THE PROBLEM
Extract every entry below and reproduce each line without any change.

-- start of RECORDS FOR PROCESSING --

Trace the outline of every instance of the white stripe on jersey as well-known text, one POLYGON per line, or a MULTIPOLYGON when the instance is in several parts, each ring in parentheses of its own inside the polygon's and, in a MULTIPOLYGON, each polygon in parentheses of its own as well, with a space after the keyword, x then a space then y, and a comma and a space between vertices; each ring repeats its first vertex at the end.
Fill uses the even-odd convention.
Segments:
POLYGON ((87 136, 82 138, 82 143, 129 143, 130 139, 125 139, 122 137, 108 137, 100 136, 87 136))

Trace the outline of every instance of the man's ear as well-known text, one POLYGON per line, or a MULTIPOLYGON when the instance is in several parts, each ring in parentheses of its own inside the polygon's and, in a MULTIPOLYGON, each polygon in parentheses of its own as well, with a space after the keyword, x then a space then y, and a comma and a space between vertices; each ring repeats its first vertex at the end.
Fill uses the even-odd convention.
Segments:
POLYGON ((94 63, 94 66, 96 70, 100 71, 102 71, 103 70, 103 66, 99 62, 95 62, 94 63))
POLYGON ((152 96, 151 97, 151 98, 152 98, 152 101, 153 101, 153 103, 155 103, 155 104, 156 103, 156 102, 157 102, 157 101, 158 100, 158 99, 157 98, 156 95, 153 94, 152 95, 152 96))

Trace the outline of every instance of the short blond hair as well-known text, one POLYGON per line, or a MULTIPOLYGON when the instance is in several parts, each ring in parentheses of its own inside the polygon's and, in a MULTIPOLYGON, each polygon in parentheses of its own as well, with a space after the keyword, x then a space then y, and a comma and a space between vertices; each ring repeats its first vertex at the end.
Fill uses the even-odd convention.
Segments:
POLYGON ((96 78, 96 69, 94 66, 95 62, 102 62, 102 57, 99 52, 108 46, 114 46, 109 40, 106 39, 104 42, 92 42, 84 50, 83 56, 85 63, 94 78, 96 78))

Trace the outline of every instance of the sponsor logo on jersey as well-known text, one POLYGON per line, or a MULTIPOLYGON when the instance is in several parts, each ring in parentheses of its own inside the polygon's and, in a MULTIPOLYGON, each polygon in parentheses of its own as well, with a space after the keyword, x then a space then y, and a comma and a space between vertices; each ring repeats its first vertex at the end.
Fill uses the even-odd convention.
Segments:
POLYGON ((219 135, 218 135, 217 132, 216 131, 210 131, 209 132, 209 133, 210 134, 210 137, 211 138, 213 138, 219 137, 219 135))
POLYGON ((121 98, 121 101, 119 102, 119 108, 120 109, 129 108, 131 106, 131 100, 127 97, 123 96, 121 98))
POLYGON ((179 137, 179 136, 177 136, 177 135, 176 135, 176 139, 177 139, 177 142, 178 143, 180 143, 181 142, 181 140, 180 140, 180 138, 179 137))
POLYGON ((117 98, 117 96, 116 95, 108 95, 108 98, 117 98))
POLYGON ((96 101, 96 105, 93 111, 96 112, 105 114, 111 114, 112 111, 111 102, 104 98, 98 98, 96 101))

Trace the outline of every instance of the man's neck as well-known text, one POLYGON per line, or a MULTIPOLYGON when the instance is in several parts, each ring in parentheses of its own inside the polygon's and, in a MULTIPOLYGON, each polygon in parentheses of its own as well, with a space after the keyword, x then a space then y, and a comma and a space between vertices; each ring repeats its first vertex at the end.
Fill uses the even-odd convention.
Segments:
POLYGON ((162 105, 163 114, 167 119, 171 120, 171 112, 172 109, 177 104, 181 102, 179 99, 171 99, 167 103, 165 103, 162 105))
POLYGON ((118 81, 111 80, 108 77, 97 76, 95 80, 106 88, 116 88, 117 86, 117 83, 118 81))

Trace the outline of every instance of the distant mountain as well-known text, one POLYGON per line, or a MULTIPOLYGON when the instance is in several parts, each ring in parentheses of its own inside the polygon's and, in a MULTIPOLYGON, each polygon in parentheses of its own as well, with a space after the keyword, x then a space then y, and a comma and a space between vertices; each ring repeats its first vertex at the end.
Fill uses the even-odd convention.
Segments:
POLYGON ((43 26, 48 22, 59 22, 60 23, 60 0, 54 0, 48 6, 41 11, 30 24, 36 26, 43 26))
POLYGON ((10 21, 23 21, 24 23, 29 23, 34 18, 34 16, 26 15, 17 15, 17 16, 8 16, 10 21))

-- end of RECORDS FOR PROCESSING --

EXERCISE RESULT
Trace the outline of every instance of the white stripe on jersey as well-known text, one POLYGON per line, or a MULTIPOLYGON when the instance is in several parts, each ring in parentheses of its own inside the polygon's and, in a MULTIPOLYGON, each polygon in parentheses of its own as well, with a space after the keyword, x then a space then y, and a comma and a space between vertices; each ring repeats its first vertex at the end.
Fill uses the even-odd convention.
Segments:
POLYGON ((87 136, 82 138, 82 143, 129 143, 130 139, 125 139, 122 137, 108 137, 100 136, 87 136))

Trace the outline of every instance of the man's ear as well-known text, one POLYGON per line, or a MULTIPOLYGON when the instance is in several parts, each ring in parentheses of its own inside the polygon's and, in a MULTIPOLYGON, each polygon in parentheses of its own as well, with a space after the keyword, x then a space then y, and a comma and a space between vertices; each ring repeats its first vertex at the end.
Fill uses the even-odd convention.
Segments:
POLYGON ((94 63, 94 66, 96 70, 100 71, 102 71, 103 70, 103 66, 99 62, 95 62, 94 63))
POLYGON ((152 96, 151 97, 151 98, 152 98, 152 101, 153 101, 153 103, 155 103, 155 104, 156 103, 156 102, 157 102, 157 101, 158 100, 158 99, 157 98, 156 95, 153 94, 152 95, 152 96))

Trace the outline of every instance of the short blond hair as well-known text, one POLYGON per line, or a MULTIPOLYGON when the instance is in several parts, each ring in parentheses of its own inside the polygon's and, in a MULTIPOLYGON, each polygon in parentheses of its own as well, with a space after the keyword, x then a space then y, and a comma and a space between vertices; each ring repeats its first vertex at the end.
Fill uses the even-odd convention.
Segments:
POLYGON ((96 78, 96 69, 94 66, 95 62, 102 62, 102 57, 99 52, 108 46, 114 46, 109 40, 106 39, 104 42, 92 42, 84 50, 83 56, 85 63, 94 78, 96 78))

Trace the outline of every instance of the sponsor logo on jersey as well-known text, one POLYGON per line, or a MULTIPOLYGON when the instance is in several parts, each ring in parentheses of its own inside the polygon's and, in a MULTIPOLYGON, each polygon in parentheses of its own as well, with a space after the keyword, x then a space then y, and a comma and a space between vertices; each ring repeats its first vertex at the end.
Fill uses the even-odd convention.
Segments:
POLYGON ((219 135, 218 135, 217 132, 216 131, 210 131, 209 132, 209 133, 210 134, 210 137, 211 138, 213 138, 219 137, 219 135))
POLYGON ((121 98, 121 101, 119 102, 119 108, 120 109, 129 108, 131 106, 131 100, 127 97, 123 96, 121 98))
POLYGON ((179 137, 179 136, 177 136, 177 135, 176 135, 176 139, 177 139, 177 142, 178 143, 180 143, 181 142, 181 140, 180 140, 180 138, 179 137))
POLYGON ((117 98, 117 96, 116 95, 108 95, 108 98, 117 98))
POLYGON ((96 101, 96 105, 93 111, 96 112, 105 114, 111 114, 112 111, 111 102, 104 98, 98 98, 96 101))

Trace the outline of every instance of the man's neck as well-known text, one POLYGON per line, or a MULTIPOLYGON when the instance is in several parts, each ring in parentheses of its own inside the polygon's and, in a MULTIPOLYGON, each polygon in parentheses of its own as well, with a space after the keyword, x then a space then y, and a comma and a space between vertices; each ring repeats its first vertex at the end.
Fill uses the even-odd convention.
Segments:
POLYGON ((162 105, 163 114, 167 119, 171 120, 171 112, 172 109, 177 104, 181 102, 179 99, 171 99, 167 103, 165 103, 162 105))
POLYGON ((118 81, 111 80, 108 77, 97 76, 95 80, 106 88, 116 88, 117 86, 117 83, 118 81))

Trace the outline of every instance of the distant mountain as well-known text, one POLYGON per line, or a MULTIPOLYGON when the instance is in several parts, each ring in parentheses of its own inside the polygon's and, in a MULTIPOLYGON, each polygon in parentheses of its own as well, with a space after the keyword, x then a space then y, and a comma and a space between vertices; each ring repeats its first vertex at the end.
Fill uses the even-odd convention.
Segments:
POLYGON ((43 26, 48 22, 59 22, 60 23, 60 0, 54 0, 48 6, 41 11, 30 24, 36 26, 43 26))
POLYGON ((10 21, 23 21, 24 23, 29 23, 34 18, 34 16, 26 15, 17 15, 17 16, 8 16, 10 21))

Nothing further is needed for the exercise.